* Arbeitsanweisung
Schreiben Sie das Material unten unverändert ab, beginnend mit der ersten Zeile und fortlaufend bis einschließlich der Zeile mit „[149,10,226,122]“.

Einträge zur Beschriftung von Begrenzungsrahmen:
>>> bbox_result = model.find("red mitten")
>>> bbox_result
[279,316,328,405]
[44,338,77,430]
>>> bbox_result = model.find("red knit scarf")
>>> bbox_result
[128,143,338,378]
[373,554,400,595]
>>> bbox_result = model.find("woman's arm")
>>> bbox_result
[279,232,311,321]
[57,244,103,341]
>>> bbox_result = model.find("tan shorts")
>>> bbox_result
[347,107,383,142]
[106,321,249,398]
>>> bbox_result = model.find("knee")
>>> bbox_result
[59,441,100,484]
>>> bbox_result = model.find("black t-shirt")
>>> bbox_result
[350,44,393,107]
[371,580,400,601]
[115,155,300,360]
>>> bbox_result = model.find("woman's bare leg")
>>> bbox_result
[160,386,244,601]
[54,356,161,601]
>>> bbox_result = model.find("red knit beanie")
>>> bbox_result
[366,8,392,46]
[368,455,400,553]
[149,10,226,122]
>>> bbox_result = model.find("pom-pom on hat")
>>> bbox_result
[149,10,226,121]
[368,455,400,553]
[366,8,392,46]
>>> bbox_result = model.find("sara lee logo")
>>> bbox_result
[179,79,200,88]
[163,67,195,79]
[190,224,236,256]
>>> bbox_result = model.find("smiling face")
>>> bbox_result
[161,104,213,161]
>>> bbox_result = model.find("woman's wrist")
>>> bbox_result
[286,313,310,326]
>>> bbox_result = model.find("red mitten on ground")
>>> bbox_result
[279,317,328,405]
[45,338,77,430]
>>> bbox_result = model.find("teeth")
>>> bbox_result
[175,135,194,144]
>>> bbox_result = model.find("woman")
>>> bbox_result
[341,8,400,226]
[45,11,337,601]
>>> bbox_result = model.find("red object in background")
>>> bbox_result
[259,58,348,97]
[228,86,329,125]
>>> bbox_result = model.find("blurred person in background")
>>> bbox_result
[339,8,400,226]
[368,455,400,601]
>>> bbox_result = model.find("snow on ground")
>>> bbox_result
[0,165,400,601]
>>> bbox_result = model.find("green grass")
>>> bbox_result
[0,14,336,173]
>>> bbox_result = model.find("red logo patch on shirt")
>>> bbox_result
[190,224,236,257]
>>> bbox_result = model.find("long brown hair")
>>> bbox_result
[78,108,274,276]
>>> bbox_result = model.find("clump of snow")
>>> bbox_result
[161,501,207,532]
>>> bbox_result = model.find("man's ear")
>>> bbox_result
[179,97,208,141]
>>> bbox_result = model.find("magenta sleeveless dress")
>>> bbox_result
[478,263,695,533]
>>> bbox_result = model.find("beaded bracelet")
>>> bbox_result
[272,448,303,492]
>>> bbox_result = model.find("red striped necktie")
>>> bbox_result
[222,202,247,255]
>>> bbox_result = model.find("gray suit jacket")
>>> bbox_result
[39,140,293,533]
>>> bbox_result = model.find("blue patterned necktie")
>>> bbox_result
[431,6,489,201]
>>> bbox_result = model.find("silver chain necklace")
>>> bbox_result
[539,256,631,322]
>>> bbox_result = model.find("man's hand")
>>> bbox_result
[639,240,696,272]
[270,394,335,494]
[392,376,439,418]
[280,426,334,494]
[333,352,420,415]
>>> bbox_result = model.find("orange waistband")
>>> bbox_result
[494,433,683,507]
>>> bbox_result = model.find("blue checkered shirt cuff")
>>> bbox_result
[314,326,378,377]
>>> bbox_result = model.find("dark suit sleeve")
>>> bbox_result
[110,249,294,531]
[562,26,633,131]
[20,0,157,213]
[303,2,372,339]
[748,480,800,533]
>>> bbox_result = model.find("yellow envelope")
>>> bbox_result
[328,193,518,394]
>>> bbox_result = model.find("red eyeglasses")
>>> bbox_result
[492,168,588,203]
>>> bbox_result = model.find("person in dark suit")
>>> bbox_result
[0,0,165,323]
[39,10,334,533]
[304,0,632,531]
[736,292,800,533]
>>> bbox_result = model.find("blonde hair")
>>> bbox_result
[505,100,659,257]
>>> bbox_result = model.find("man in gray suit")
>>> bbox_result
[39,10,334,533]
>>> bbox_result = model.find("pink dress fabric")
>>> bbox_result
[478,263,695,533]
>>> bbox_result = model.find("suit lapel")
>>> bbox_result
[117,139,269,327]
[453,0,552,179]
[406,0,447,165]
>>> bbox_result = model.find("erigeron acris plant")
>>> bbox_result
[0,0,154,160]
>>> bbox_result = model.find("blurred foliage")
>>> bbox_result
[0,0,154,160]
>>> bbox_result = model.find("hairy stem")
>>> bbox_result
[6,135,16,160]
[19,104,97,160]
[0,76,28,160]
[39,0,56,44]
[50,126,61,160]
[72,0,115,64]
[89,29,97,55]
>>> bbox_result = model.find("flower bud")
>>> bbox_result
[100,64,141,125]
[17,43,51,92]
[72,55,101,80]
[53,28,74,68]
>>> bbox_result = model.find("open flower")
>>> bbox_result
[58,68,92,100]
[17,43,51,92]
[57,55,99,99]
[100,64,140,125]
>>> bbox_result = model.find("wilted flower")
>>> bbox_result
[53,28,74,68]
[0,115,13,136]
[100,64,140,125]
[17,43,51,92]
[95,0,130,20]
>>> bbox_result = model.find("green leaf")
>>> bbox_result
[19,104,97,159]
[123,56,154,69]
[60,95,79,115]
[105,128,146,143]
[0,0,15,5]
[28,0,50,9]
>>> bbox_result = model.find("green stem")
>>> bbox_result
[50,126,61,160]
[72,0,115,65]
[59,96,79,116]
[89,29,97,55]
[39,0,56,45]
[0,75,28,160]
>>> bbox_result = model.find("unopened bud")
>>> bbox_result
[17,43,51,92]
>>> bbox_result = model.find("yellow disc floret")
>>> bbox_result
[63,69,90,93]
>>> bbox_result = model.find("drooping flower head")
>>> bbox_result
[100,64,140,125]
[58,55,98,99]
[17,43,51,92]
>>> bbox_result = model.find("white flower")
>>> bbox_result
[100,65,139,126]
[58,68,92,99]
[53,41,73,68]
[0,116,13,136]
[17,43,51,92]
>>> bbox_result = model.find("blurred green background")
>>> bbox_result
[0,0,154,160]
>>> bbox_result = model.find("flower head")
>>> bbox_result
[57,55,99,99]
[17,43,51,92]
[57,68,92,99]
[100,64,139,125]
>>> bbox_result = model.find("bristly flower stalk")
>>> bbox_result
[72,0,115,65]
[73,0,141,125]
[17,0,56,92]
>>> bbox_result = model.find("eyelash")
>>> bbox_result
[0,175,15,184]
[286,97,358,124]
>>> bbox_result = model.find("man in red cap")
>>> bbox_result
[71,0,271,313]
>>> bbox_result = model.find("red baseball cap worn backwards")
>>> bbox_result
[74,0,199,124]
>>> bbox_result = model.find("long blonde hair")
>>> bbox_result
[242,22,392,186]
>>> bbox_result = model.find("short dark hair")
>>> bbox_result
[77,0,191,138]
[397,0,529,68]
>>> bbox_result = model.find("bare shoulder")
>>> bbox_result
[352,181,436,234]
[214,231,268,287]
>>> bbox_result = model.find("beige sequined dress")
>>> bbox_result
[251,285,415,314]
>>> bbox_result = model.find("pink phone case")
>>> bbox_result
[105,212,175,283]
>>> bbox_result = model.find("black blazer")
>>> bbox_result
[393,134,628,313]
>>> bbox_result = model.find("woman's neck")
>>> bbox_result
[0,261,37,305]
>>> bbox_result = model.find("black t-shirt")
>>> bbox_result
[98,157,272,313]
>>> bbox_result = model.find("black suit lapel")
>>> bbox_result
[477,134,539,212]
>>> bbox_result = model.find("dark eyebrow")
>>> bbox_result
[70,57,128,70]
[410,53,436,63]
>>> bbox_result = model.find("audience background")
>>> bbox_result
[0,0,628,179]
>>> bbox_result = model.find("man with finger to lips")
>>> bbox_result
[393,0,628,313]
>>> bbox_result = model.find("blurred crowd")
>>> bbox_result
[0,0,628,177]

* Lösung unten
>>> bbox_result = model.find("red mitten")
>>> bbox_result
[279,316,328,405]
[44,338,77,430]
>>> bbox_result = model.find("red knit scarf")
>>> bbox_result
[128,143,338,378]
[373,554,400,595]
>>> bbox_result = model.find("woman's arm")
>>> bbox_result
[279,232,311,321]
[57,244,103,341]
>>> bbox_result = model.find("tan shorts")
>>> bbox_result
[347,107,383,142]
[106,321,249,398]
>>> bbox_result = model.find("knee")
>>> bbox_result
[59,441,100,484]
>>> bbox_result = model.find("black t-shirt")
>>> bbox_result
[350,44,393,107]
[371,580,400,601]
[115,155,300,360]
>>> bbox_result = model.find("woman's bare leg")
>>> bbox_result
[160,386,244,601]
[54,356,161,601]
>>> bbox_result = model.find("red knit beanie")
>>> bbox_result
[366,8,392,46]
[368,455,400,553]
[149,10,226,122]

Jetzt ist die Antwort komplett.